Records provided
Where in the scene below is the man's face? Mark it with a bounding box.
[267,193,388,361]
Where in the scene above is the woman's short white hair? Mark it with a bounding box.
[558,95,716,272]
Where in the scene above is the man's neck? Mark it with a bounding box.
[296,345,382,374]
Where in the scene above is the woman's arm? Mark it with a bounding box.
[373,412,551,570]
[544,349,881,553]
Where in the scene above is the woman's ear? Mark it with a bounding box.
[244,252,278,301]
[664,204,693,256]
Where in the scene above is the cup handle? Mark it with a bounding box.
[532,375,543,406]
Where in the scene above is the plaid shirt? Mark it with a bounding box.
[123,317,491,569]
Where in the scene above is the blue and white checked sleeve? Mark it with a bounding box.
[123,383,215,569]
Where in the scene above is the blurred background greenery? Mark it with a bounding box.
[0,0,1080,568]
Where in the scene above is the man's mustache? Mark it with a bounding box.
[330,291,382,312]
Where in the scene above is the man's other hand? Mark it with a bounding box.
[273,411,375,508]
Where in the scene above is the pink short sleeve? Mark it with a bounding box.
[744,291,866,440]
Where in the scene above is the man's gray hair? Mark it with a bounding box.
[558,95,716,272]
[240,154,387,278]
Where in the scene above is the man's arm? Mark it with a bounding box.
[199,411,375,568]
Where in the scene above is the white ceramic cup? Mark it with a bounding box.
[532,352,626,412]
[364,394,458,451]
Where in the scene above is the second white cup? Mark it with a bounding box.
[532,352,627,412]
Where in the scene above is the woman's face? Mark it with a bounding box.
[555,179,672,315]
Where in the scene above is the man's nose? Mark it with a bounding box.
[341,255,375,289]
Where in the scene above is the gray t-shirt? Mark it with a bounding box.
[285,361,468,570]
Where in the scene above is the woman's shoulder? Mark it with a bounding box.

Set task
Change every "bounding box" in the lines above to "rectangle", and reproduce all of the lines with nothing else altered.

Response below
Where in the scene below is the man's face? Mark it with a rectangle.
[267,193,388,361]
Where in the scene above is the woman's short white hair? Mark it with a rectangle.
[558,95,716,272]
Where in the scene above is the man's neck? Mark it with a rectangle.
[296,345,382,374]
Where in the scene above is the woman's arm? Mark it with a rectangle.
[373,412,551,570]
[544,349,881,553]
Where in the scene above is the woman's ear? Mark it with a rectangle.
[244,252,278,301]
[664,204,693,256]
Where in the scene above is the cup handle? Mark it with a rectangle.
[532,375,543,406]
Where in the scene above is the plaid shirt? Mark it with a rectangle.
[123,317,491,569]
Where in the scene above is the blue and white checked sleeve? Mark it with a rectangle.
[123,383,215,569]
Where in the scene above is the blurred background greenery? Mark it with a rectangle.
[0,0,1080,568]
Where in the scene above is the man's mustache? Mark it with a rectangle.
[330,291,382,312]
Where in the scene above is the man's other hand? Mark it with a rectangle.
[273,411,375,508]
Where in the scene above is the pink short sleeve? Mark it with a rectangle.
[744,291,866,440]
Where in the scene above is the man's gray hair? Mark it with a rectangle.
[558,95,716,272]
[240,154,387,278]
Where in the scene above is the man's arm? Mark it with a rectangle.
[199,411,375,568]
Where in the scene above is the white ceramic cup? Mark it with a rectangle.
[532,352,626,412]
[364,394,458,451]
Where in the scene above is the second white cup? Mark it with a rectangle.
[532,352,627,412]
Where in the scene above is the woman's face? Mark it with a rectangle.
[555,179,672,315]
Where in the scene above is the man's nose? Mark it with a rectangle.
[341,255,375,289]
Where in the scene above is the gray t-shirt? Mark it with a rectangle.
[285,361,468,570]
Where in the scene above is the woman's shoulder? Mark it with a rectangle.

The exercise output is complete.